### REQUIRED WORK
Copy each of the items below word for word, omitting the pictures.

[Dataset items]
↓↓↓

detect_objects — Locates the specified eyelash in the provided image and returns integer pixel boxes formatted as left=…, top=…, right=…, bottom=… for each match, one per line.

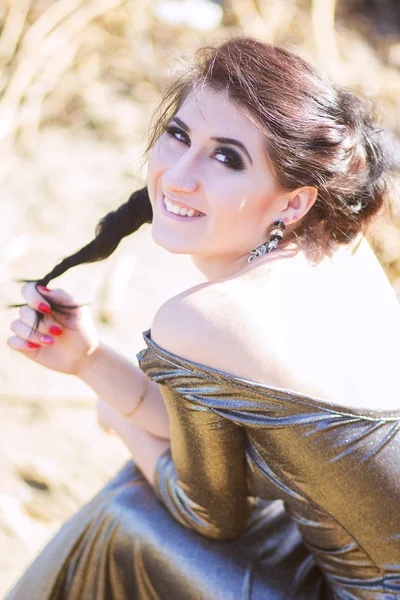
left=165, top=126, right=245, bottom=171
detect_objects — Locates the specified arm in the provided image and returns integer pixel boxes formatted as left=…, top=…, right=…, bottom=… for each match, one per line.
left=142, top=298, right=253, bottom=539
left=95, top=400, right=169, bottom=485
left=77, top=343, right=169, bottom=439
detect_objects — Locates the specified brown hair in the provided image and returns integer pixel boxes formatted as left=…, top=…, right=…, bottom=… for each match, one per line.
left=13, top=37, right=387, bottom=331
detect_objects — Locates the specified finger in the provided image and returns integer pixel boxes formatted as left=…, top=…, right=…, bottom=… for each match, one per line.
left=7, top=335, right=40, bottom=356
left=33, top=286, right=80, bottom=305
left=19, top=305, right=62, bottom=336
left=10, top=319, right=55, bottom=346
left=21, top=283, right=51, bottom=314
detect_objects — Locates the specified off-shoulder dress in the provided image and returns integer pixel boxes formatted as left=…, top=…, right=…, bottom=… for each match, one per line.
left=7, top=330, right=400, bottom=600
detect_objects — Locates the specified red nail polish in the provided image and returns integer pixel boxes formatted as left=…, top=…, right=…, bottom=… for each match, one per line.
left=49, top=325, right=62, bottom=335
left=38, top=302, right=51, bottom=314
left=28, top=342, right=40, bottom=348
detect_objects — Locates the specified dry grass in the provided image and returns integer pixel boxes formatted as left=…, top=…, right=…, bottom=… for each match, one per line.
left=0, top=0, right=400, bottom=594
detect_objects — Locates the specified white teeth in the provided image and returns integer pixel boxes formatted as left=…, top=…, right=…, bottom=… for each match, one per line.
left=164, top=197, right=202, bottom=217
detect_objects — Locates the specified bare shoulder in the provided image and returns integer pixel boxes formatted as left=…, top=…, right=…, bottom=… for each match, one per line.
left=151, top=274, right=282, bottom=385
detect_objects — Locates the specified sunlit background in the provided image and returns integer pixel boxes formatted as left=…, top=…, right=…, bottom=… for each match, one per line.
left=0, top=0, right=400, bottom=596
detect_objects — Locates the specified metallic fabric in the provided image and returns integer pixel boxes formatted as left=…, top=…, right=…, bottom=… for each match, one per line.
left=7, top=330, right=400, bottom=600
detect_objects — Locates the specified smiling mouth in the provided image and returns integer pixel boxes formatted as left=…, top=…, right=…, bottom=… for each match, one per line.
left=162, top=194, right=205, bottom=219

↑↑↑

### FULL OUTPUT
detect_objects — Locates the specified eyelash in the provided image and returns integer pixel boxes formatted as left=…, top=…, right=…, bottom=… for each match, one per line.

left=165, top=126, right=245, bottom=171
detect_objects — Locates the specified arm in the provided image and returns integer pixel boxes formatted as left=…, top=…, right=…, bottom=… for each match, one per line.
left=142, top=298, right=253, bottom=539
left=95, top=400, right=169, bottom=485
left=77, top=343, right=169, bottom=439
detect_objects — Locates the specified brown hair in the provided image and returns integer pixel boxes formatted as left=…, top=…, right=…, bottom=… for each match, one per line.
left=13, top=37, right=387, bottom=331
detect_objects — Locates the specified finger in the provided image and returns integer pixel boxes formatted as left=…, top=…, right=…, bottom=… for each match, one per line.
left=7, top=335, right=40, bottom=356
left=33, top=286, right=80, bottom=305
left=19, top=305, right=62, bottom=336
left=10, top=319, right=55, bottom=346
left=21, top=283, right=51, bottom=314
detect_objects — Locates the specified off-shoulder dress in the provided image and returns integer pixel boxes formatted as left=…, top=…, right=…, bottom=… for each match, one per line.
left=7, top=330, right=400, bottom=600
detect_objects — Locates the specified red nail polish in the provided image and returns integer pixel boxes formatted as left=…, top=…, right=…, bottom=… for each match, one per line.
left=49, top=325, right=62, bottom=335
left=38, top=302, right=51, bottom=314
left=28, top=342, right=40, bottom=348
detect_objects — Locates the specified dry grass in the provided image and returns integer pixel boxes formatted as left=…, top=…, right=…, bottom=… for each match, one per line.
left=0, top=0, right=400, bottom=594
detect_objects — Locates the specified white teeth in the provided image and returns integer pixel boxes formatted as left=…, top=…, right=…, bottom=… for each match, one per line.
left=164, top=197, right=202, bottom=217
detect_objects — Locates the specified bare shoulder in the provided image and returns integer pixel boxes formatted as left=…, top=…, right=…, bottom=… for each match, one per line.
left=151, top=274, right=282, bottom=385
detect_objects — Locates the specified sunlit background in the provided image and returns integer pixel boxes formatted as left=…, top=…, right=…, bottom=… for each match, one per line.
left=0, top=0, right=400, bottom=596
detect_objects — Locates the specified metallic fabric in the provided image and returns integer pixel boxes formatted as left=…, top=…, right=…, bottom=… for each match, one per line.
left=7, top=330, right=400, bottom=600
detect_objects — Locates the specified smiling mouth in the provided image and returns integer pixel boxes formatted as left=…, top=…, right=…, bottom=… for each match, one per line.
left=162, top=194, right=205, bottom=219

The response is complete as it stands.